→ **Work instructions**: Copy the items below word for word, from the line containing "Where can the red flag" through the end of the items, and omit the pictures.

→ **Extracted data**:
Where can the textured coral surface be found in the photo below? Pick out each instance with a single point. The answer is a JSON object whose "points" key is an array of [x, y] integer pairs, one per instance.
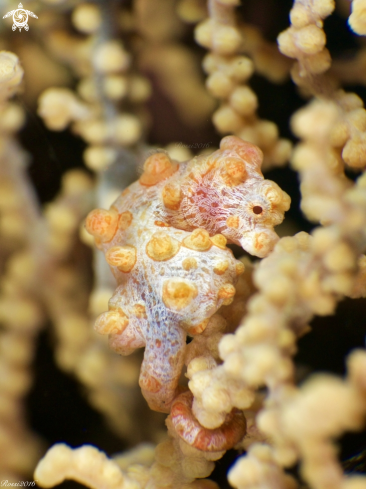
{"points": [[165, 239]]}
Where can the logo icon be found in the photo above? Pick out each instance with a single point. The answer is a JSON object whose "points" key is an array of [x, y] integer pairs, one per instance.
{"points": [[20, 18]]}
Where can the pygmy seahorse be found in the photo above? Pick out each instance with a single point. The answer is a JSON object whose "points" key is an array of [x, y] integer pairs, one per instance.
{"points": [[165, 240]]}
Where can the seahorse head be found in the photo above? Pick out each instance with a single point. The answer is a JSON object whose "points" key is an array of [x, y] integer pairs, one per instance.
{"points": [[226, 193]]}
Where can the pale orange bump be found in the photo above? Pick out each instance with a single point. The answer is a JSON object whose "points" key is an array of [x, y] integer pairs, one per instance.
{"points": [[161, 224], [219, 240], [162, 247], [178, 293], [198, 240], [172, 196], [196, 329], [261, 240], [150, 384], [102, 224], [247, 151], [221, 267], [125, 220], [233, 222], [235, 171], [157, 167], [122, 257], [239, 268], [111, 322], [139, 311], [227, 292], [189, 264]]}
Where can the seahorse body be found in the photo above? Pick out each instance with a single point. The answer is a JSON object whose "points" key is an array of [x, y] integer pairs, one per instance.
{"points": [[165, 240]]}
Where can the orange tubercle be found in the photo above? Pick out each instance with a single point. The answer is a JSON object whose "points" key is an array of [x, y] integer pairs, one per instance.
{"points": [[102, 224], [248, 151], [157, 167]]}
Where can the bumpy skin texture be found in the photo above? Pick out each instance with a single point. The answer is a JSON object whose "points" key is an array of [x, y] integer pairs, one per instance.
{"points": [[165, 240]]}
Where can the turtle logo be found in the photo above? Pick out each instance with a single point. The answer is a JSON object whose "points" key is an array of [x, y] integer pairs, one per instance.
{"points": [[20, 17]]}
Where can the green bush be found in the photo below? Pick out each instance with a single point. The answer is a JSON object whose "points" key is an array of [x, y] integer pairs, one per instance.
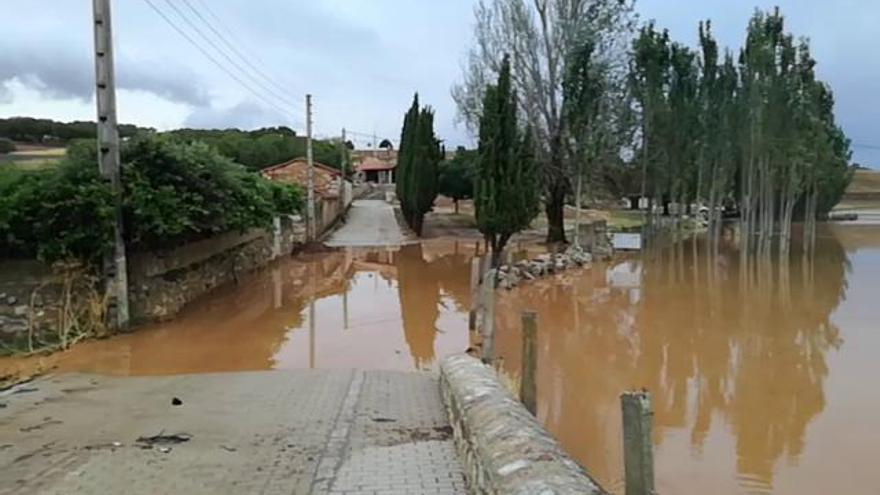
{"points": [[173, 193]]}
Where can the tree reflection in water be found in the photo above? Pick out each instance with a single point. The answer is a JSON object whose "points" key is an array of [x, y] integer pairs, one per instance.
{"points": [[712, 338]]}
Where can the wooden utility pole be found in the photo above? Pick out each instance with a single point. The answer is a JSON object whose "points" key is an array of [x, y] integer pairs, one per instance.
{"points": [[344, 164], [310, 207], [115, 265], [638, 448]]}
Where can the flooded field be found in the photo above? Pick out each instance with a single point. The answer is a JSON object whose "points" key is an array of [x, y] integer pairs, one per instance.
{"points": [[762, 383]]}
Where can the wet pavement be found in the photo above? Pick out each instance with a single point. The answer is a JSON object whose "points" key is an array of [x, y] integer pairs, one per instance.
{"points": [[318, 431], [369, 222]]}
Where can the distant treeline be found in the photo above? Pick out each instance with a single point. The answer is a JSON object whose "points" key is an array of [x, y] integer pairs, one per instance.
{"points": [[46, 131], [265, 147], [255, 149]]}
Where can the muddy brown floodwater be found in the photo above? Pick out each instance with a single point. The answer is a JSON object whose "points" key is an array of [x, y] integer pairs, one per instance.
{"points": [[762, 379]]}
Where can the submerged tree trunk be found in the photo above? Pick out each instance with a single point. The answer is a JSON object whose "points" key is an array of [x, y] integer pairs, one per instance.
{"points": [[554, 206]]}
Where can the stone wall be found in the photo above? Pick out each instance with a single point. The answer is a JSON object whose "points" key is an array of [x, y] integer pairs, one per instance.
{"points": [[23, 284], [502, 446], [161, 283]]}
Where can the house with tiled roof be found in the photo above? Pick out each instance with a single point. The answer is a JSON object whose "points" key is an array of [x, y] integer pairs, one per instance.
{"points": [[333, 194]]}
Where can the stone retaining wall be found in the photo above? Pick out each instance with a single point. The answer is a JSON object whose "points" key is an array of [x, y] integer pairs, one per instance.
{"points": [[161, 283], [502, 446]]}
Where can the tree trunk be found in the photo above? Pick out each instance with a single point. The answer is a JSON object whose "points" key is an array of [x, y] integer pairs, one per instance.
{"points": [[554, 206]]}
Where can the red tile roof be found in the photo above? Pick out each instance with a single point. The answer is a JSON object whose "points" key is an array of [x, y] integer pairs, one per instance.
{"points": [[370, 164]]}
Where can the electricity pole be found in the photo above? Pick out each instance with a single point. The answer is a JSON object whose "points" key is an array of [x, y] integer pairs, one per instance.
{"points": [[344, 153], [115, 266], [343, 165], [310, 207]]}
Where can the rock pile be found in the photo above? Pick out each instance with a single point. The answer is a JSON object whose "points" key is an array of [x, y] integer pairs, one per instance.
{"points": [[510, 276]]}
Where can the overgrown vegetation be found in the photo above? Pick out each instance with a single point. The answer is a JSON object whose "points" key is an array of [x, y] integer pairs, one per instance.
{"points": [[256, 149], [760, 131], [456, 176], [175, 192], [417, 163], [637, 114], [265, 147], [46, 131]]}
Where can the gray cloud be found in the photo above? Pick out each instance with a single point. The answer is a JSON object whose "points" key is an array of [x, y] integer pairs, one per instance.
{"points": [[245, 115], [70, 75]]}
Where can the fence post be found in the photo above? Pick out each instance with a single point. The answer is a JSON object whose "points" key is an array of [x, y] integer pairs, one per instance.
{"points": [[475, 294], [638, 453], [488, 325], [528, 387]]}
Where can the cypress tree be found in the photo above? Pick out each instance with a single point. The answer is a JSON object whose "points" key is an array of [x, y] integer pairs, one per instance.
{"points": [[506, 192], [417, 165]]}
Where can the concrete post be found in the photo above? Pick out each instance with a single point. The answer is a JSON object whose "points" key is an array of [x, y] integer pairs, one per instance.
{"points": [[488, 326], [115, 264], [311, 224], [638, 449], [528, 389], [475, 284]]}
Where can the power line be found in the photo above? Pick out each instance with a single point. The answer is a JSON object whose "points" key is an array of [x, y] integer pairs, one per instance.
{"points": [[866, 146], [225, 55], [213, 60], [281, 96], [254, 53]]}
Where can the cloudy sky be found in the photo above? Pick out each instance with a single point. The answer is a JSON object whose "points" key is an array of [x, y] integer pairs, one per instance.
{"points": [[361, 59]]}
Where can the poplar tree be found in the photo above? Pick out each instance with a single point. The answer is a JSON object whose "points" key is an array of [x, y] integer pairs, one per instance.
{"points": [[507, 188], [417, 165]]}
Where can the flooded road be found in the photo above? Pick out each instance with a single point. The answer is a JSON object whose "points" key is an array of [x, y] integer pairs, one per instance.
{"points": [[761, 384]]}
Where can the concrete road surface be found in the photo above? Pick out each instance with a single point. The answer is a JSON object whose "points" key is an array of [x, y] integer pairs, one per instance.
{"points": [[300, 432], [370, 222]]}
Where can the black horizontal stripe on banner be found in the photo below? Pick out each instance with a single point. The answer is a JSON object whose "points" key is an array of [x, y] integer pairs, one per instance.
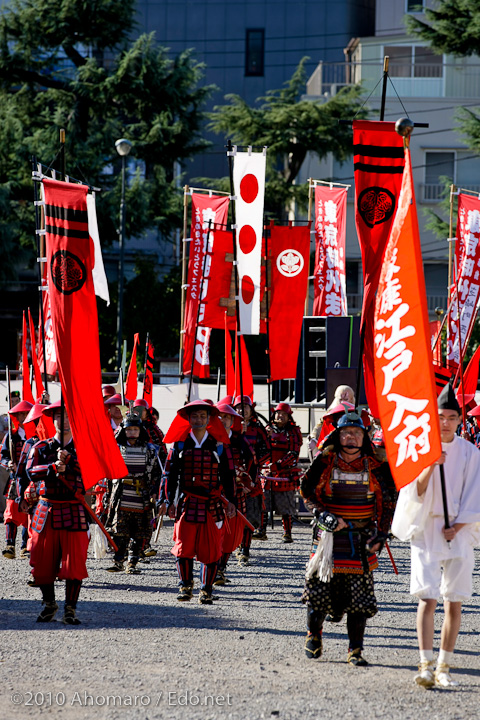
{"points": [[61, 213], [67, 232], [388, 169], [376, 151]]}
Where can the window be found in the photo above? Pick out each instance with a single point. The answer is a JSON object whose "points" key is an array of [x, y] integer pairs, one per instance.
{"points": [[415, 5], [437, 164], [408, 61], [255, 53]]}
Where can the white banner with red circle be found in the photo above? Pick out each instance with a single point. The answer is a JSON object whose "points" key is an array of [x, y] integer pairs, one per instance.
{"points": [[249, 188]]}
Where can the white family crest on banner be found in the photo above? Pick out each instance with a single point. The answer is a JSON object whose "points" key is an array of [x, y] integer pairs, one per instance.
{"points": [[290, 262], [249, 188], [468, 274]]}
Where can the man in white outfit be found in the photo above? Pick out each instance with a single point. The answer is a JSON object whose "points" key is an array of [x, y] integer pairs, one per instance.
{"points": [[442, 558]]}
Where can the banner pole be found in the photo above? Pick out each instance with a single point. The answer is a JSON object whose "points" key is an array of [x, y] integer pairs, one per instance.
{"points": [[184, 280], [238, 330], [309, 216], [205, 255], [39, 225], [145, 364], [362, 331]]}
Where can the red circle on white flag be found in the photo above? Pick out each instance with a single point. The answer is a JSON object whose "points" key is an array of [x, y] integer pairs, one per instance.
{"points": [[249, 188], [248, 289], [247, 238]]}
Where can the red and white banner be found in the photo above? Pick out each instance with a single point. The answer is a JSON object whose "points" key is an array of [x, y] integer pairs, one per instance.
{"points": [[75, 322], [468, 279], [205, 210], [404, 378], [290, 250], [330, 294], [50, 351], [218, 282], [378, 169], [249, 188], [39, 388]]}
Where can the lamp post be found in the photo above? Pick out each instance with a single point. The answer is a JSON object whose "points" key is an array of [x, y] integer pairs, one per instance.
{"points": [[123, 147]]}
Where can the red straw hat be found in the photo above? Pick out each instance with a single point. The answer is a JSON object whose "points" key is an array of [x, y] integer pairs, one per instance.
{"points": [[22, 406], [197, 405], [35, 413]]}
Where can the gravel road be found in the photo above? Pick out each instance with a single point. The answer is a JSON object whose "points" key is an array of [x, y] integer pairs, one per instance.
{"points": [[141, 654]]}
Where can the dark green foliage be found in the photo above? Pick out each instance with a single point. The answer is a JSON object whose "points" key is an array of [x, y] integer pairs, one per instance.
{"points": [[69, 64], [290, 128]]}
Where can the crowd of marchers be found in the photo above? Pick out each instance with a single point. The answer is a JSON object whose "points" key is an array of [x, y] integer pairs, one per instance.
{"points": [[227, 471]]}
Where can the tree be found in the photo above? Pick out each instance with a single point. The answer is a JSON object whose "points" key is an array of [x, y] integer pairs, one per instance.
{"points": [[290, 128], [70, 64]]}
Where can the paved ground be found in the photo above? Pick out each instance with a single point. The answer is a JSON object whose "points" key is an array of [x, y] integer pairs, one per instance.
{"points": [[141, 654]]}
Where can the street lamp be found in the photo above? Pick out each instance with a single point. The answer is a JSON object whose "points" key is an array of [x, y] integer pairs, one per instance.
{"points": [[123, 147]]}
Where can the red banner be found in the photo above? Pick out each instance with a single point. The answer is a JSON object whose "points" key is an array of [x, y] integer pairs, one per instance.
{"points": [[403, 359], [148, 374], [50, 351], [131, 385], [75, 323], [39, 388], [205, 210], [290, 249], [217, 283], [330, 295], [468, 279]]}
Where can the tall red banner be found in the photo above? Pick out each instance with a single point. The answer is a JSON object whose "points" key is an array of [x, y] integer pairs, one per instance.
{"points": [[330, 295], [205, 210], [50, 351], [39, 388], [75, 323], [468, 279], [378, 169], [404, 378], [290, 249]]}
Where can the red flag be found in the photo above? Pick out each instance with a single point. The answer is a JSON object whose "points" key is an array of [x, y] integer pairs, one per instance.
{"points": [[148, 374], [403, 358], [290, 248], [26, 387], [229, 369], [50, 351], [378, 168], [75, 323], [330, 295], [468, 256], [206, 210], [470, 376], [131, 386], [39, 388], [247, 380]]}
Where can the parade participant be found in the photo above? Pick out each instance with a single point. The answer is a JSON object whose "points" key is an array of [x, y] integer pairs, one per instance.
{"points": [[281, 475], [59, 542], [130, 500], [257, 437], [245, 476], [112, 405], [442, 559], [351, 493], [198, 491], [10, 453]]}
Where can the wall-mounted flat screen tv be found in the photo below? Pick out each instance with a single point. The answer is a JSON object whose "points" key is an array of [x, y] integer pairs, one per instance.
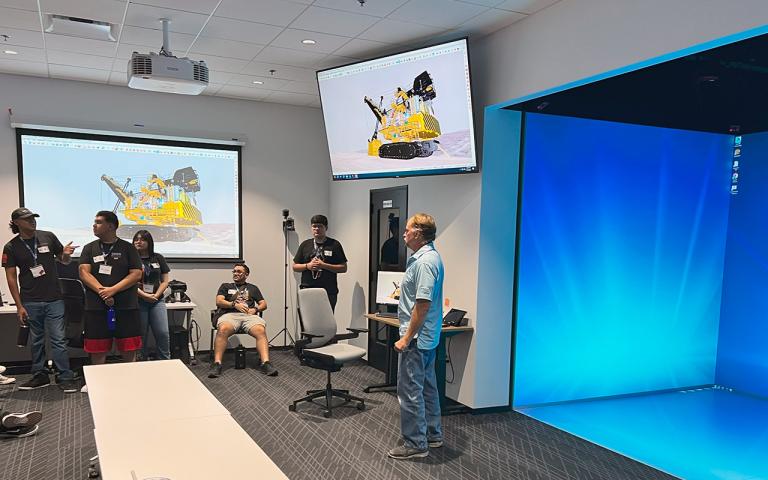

→ **Result**:
Where can the red flag be found in the photo above? Pick out each instance with a single point. The answer is a JSON object whose "points" key is an array of [x, y] integer pairs, one per instance.
{"points": [[148, 374], [403, 358], [290, 248], [26, 387], [229, 369], [50, 351], [378, 168], [75, 323], [330, 295], [468, 256], [206, 210], [470, 376], [131, 386], [39, 388], [247, 380]]}
Where can the parade participant be found in the photo above? Pick out each instance with a single point. The answer is a JSON object whose "points" key is an array of [x, y] integer pairs, one per instance.
{"points": [[281, 475], [59, 542], [130, 500], [257, 437], [245, 476], [112, 405], [442, 559], [351, 493], [198, 491], [10, 453]]}
Where can the wall-mounted flat screen tv be found in the photo below? Pick out each instance with a single point. The answer is a JSON object whose "points" key is an array of [x, y] integer pairs, one per instance.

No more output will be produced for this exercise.